Salt mines of Bex

Historical sketch of the Mines and Saltworks of Bex

 

BY

Mr. Ch. GRENIER, deputy, president of the Board of Directors of the mines and saltworks, in Bex.

At the entrance of our Bex Salt Mines, we could engrave this inscription, the appropriateness of which no one would dispute:

Necessity is the mother of industry.

The salt deposits in the lias are generally so poor in salt that they are no longer exploited. The mines of Moutiers in Tarentaise have been abandoned. Ours, which belong to the same formation, still exist.
Their existence in ancient times was due to the lack of communications, and their preservation in the present time, to various circumstances that we will discuss, which have been for them a compensation to the extreme poverty of the salt rock.
Our saltworks will not offer you, Gentlemen, any other interest than that which is attached to a thing that still exists, whereas at first sight it seems that it should no longer exist.

The mines and salt works of Bex have gone through three successive phases, each of which appeared at a time when they were threatened with complete abandonment.
These three distinct periods, which logically follow each other, are briefly described below:
The first one is the exploitation of the salt springs, evaporated at first as they were, and later after having been graded.

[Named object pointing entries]

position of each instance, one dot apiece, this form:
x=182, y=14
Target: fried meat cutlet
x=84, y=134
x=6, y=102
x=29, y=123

## [Stated problem A]
According to the historical sketch of the Bex salt mines, how many successive phases have the mines and saltworks of Bex gone through?
## [Stated problem B]
Continue the historical sketch of the Bex salt mines from its final sentence.

## [Final result A]
Three successive phases.

## [Final result B]
The second, includes the extraction of the salt rock and its leaching in special rooms.
The third one, which we are going through today, is characterized by the leaching of the salt rock in place.

The first salt spring was discovered in the middle of the 16th century (1554), on the banks of the Gryonne, in a meadow belonging to Victor Croset, at the place where the Puits-du-jour (day-well) opens out today. It provided 40 to 45 cubic feet of water of 3° to 4° of saltiness, that is to say approximately 100 pounds of salt, per hour.
The archives of Gryon tell us of a pastor of this parish, named Gaultier, who drowned in the Gryonne at that time, on his way to the village of Arveyes, where the salt water from this spring was evaporating in simple copper boilers. After having had several owners, it was bought by the State of Bern in 1680. Some research galleries had already been dug. However, it was not until this time that the underground work became important.
In 1684, a Savoyard miner named Lombard, suspecting that the salt spring was rising from the depths of the earth and was partially lost in its upward march, proposed to cut it off by a gallery. He found it 50 feet lower, more abundant and with 11° of salinity instead of 4. This encouraging result was the starting point of the lowering theory. It led to the numerous works that followed in quick succession in the mine, with the aim of discovering more and more salty and abundant springs, by cutting them at a greater depth.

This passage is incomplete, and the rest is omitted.